(Texto de origen)
┏━━

En Colombia es cada vez menor el número de personas que no conocen o no tienen un familiar con problemas de abuso de drogas. Ese es un drama que padece el país en silencio, una procesión que va por dentro de cada familia afectada. Procesión que se verá acentuada por la anunciada política del presidente Uribe de penalizar la dosis personal.
Abro un paréntesis para asegurar a estas familias que no tienen que dejarse apoderar por un sentimiento de culpa, de no haber podido evitar que su hija o hijo cayera en ese mundo. No descarto que incomprensiones familiares y malos entendidos puedan influir, pero las dificultades del vivir cotidiano y los riesgos a los cuales estamos todos expuestos son tantos, que evitarlo es más una cuestión de suerte. Pero también existen en Colombia condiciones objetivas que hacen del país un caldo de cultivo apropiado para estar más expuestos a estos fenómenos. Estas tienen que ver con inadecuadas políticas de prevención o, peor aún, políticas públicas que predisponen a la sociedad a este fenómeno, por lo cual es entendible la preocupación de la Embajada de los E.U. por el aumento del consumo en Colombia.
Las deficiencias en el Estado son protuberantes: centros de tratamiento que no están bajo ningún control estatal, montados alrededor de un servicio rentable cuyo nivel profesional y ético depende de la buena voluntad y capacitación de quienes asumen este trabajo, en donde a veces ni pagando grandes sumas se encuentra la sensibilidad y profesionalidad requerida. Un gran número de estos centros son conducidos por rehabilitados que se improvisan con los más variados procedimientos de choque.
Las capas de la sociedad más desfavorecidas quedan abandonadas a su suerte, con el futuro del drogadicto sentenciado a engrosar el camino de la criminalidad y la degradación humana a los límites más insospechados. A esta suma negativa añadimos la falta de seguimiento epidemiológico sistemático y de investigación sobre la manera como el fenómeno se va desarrollando, y una total ausencia y profundización de mecanismos de prevención y alerta que guíen a la sociedad en su conjunto.

┗━━

(Entradas)
┏━━

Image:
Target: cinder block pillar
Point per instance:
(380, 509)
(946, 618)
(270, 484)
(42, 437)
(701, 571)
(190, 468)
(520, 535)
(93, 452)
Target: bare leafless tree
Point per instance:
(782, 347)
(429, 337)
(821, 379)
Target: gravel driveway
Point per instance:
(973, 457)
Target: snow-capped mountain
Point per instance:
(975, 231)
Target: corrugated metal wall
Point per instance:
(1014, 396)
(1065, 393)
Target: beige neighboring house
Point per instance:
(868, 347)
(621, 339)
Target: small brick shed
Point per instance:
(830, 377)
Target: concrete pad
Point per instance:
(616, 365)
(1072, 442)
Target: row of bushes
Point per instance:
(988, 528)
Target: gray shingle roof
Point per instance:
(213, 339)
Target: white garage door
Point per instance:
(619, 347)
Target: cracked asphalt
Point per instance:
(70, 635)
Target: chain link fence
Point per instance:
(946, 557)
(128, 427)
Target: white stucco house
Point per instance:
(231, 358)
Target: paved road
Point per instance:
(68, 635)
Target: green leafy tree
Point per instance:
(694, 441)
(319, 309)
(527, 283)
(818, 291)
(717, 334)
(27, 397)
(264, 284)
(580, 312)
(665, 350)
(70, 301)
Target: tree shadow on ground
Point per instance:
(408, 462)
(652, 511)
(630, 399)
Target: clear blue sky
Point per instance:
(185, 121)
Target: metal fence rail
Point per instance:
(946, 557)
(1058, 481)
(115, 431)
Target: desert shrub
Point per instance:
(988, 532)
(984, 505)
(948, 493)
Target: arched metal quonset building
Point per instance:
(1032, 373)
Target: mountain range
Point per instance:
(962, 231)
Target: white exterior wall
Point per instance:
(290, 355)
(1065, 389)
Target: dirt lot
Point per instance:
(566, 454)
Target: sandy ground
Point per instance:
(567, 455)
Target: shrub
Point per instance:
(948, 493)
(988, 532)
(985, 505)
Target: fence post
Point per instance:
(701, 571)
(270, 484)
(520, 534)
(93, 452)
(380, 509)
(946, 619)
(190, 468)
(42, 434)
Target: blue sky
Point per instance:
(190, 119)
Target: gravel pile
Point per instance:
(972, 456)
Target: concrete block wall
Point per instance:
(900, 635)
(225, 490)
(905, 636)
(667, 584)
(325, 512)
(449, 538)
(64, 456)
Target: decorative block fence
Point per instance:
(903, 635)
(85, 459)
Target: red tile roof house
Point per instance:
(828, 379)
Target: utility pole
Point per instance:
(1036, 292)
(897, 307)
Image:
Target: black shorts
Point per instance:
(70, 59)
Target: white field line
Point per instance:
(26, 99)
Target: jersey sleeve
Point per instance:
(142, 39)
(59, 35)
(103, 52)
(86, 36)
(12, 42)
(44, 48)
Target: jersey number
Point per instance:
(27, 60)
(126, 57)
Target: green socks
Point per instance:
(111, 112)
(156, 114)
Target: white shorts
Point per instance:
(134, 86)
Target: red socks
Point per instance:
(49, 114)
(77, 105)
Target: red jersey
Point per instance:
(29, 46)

┗━━

(Tu tarea) Por favor, sigue escribiendo el texto sobre el abuso de drogas en Colombia a partir de donde termina. No hace falta consultar las entradas.

(Tu respuesta)
Se observa, además, que los países que implementan políticas ineficaces de lucha contra la producción de drogas con destino al primer mundo terminan generando un mayor consumo interno, por su fácil acceso y contacto con estos productos. Esto es lo que ha venido sucediendo en Colombia, con la salvedad de que el precio de este consumo no financia el terrorismo, pero sí nutre la delincuencia juvenil y el pandillismo, que tanto afectan a la seguridad ciudadana. El consumo de heroína inyectada ha tocado a Colombia, y ya son varios los casos de muerte por sobredosis de esta droga. Heroína quiere decir jeringas que potencian los riesgos de transmisión del sida.
En este panorama, el discurso electoral de proponer simplemente la penalización de la dosis personal como solución a tan complejo problema es regresivo e inoportuno. La dosis personal no ha promovido el consumo, y esto ha sido medido por especialistas. Así como el Vaticano estudia, como el mal menor, autorizar el uso del condón para parejas en caso de VIH-sida, Colombia no puede retroceder a la penalización de la dosis personal, justo cuando el mundo se mueve cada vez más ampliamente en sentido contrario, impulsando políticas de reducción del daño en el abuso de drogas y para prevenir justamente el contagio de esta temible pandemia.
Antes que la cárcel o penas alternativas, como erradicar cultivos ilícitos, se necesitan políticas públicas de prevención e información, ofrecimiento de tratamiento y asesoría profesional, tal como sucede con la planificación familiar, pero, por sobre todo, una política nacional soberana que libere al país de la producción de drogas, más aún cuando vemos el otro efecto perverso que está generando.